§ The task:
Starting with the line that holds "Where can the woman's eye", copy out each remaining line of the listing below, up to and including the last one, and include nothing else.

Dataset records
+++

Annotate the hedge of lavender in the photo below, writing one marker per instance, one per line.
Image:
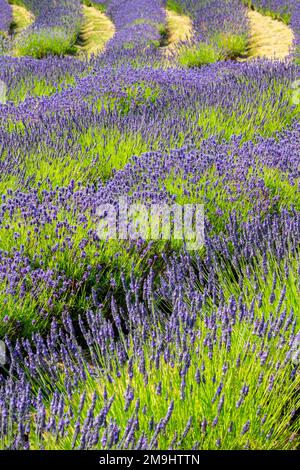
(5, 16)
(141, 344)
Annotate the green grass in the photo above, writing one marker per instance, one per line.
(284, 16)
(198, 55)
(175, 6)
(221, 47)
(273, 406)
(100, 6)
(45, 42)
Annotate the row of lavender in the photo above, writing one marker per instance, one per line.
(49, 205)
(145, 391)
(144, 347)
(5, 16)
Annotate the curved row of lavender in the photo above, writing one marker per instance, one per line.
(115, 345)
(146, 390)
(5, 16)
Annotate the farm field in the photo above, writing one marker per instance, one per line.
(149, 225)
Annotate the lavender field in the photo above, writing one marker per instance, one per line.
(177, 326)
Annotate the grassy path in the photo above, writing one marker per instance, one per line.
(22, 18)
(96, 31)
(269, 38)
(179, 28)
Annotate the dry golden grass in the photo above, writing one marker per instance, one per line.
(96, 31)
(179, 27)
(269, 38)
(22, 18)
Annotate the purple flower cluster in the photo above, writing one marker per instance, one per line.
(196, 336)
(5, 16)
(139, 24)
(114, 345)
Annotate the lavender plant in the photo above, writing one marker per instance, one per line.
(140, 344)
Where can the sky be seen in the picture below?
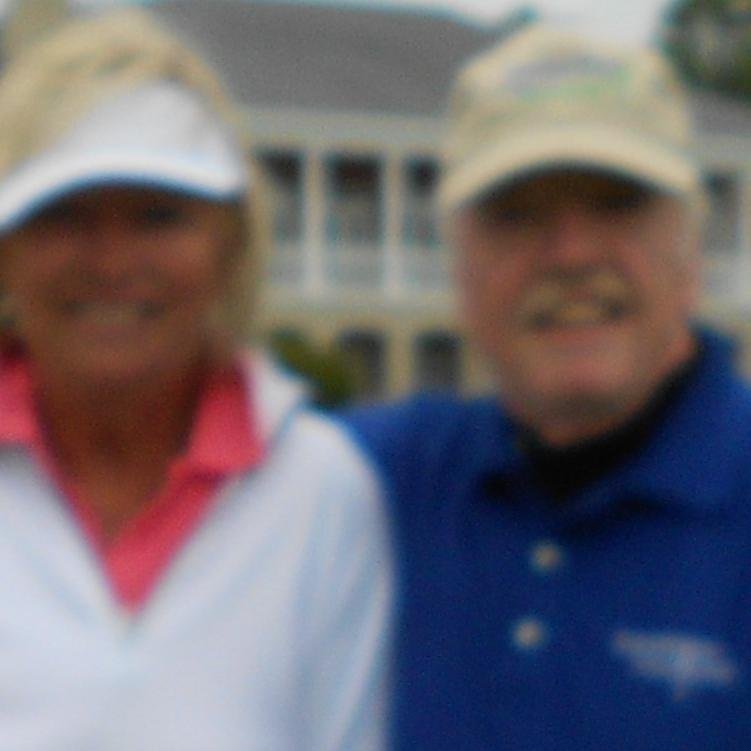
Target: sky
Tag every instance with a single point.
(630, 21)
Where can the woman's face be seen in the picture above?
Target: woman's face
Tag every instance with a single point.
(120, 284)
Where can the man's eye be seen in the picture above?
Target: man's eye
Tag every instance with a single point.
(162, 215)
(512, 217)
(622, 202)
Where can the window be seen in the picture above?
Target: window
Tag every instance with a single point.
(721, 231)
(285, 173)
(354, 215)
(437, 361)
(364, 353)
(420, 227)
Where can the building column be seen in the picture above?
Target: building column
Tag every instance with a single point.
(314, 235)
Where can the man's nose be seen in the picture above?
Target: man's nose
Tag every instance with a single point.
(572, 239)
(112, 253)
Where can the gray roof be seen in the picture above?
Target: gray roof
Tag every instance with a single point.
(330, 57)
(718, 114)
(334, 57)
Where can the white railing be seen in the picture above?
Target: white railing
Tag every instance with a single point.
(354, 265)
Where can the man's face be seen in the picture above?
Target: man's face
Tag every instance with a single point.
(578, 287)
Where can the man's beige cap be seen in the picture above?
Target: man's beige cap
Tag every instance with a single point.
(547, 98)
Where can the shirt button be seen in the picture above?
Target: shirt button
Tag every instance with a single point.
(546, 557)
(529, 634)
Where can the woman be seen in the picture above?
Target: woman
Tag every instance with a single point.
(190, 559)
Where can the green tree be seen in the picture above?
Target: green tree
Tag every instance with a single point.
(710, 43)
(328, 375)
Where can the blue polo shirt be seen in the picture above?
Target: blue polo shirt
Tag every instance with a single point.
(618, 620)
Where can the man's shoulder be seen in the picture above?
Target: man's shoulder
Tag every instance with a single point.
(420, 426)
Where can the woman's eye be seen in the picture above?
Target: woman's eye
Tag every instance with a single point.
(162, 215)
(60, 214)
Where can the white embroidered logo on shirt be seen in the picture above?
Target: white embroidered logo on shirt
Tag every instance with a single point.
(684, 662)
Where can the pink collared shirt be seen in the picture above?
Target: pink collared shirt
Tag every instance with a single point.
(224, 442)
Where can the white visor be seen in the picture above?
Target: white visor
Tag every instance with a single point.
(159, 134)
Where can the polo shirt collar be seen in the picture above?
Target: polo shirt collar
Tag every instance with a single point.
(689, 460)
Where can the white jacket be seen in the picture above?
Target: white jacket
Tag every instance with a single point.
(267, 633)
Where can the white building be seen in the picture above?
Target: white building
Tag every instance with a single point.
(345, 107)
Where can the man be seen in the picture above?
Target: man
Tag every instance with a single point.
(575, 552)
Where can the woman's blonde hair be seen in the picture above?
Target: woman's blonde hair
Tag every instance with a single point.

+++

§ Answer to the exercise:
Where can the woman's eye be seen in the picture above?
Target: woman's eye
Tag every instance with a single point.
(162, 215)
(60, 214)
Where can the white embroidered logo on shirt be seen in the picture above?
Target: white embroidered logo on shirt
Tag every instance with a single point.
(684, 662)
Where can the pink collared shirt be seen in the picture above?
Target: pink collared shirt
Tag every instance with a single point.
(224, 442)
Where can the white visor be seen in the picture above?
Target: white visor
Tag every instance with a single point.
(159, 134)
Where can the polo shirt collar be seen in the picture above?
Target: polo shirt collar
Tag every instance with a single point.
(689, 460)
Where can the white jacket be seen in the picture above?
Target: white jacket
Tag every instance with a single point.
(267, 633)
Where can the white building be seen in the picture above?
Target: white building
Tag every instance with a single point.
(345, 107)
Where can the man be seen in the picture above?
Target: man
Tag every instance with a single point.
(575, 552)
Where can the woman's blonde hair be seen in the picture above?
Target: woman's blonde hair
Tag every instance with a single point.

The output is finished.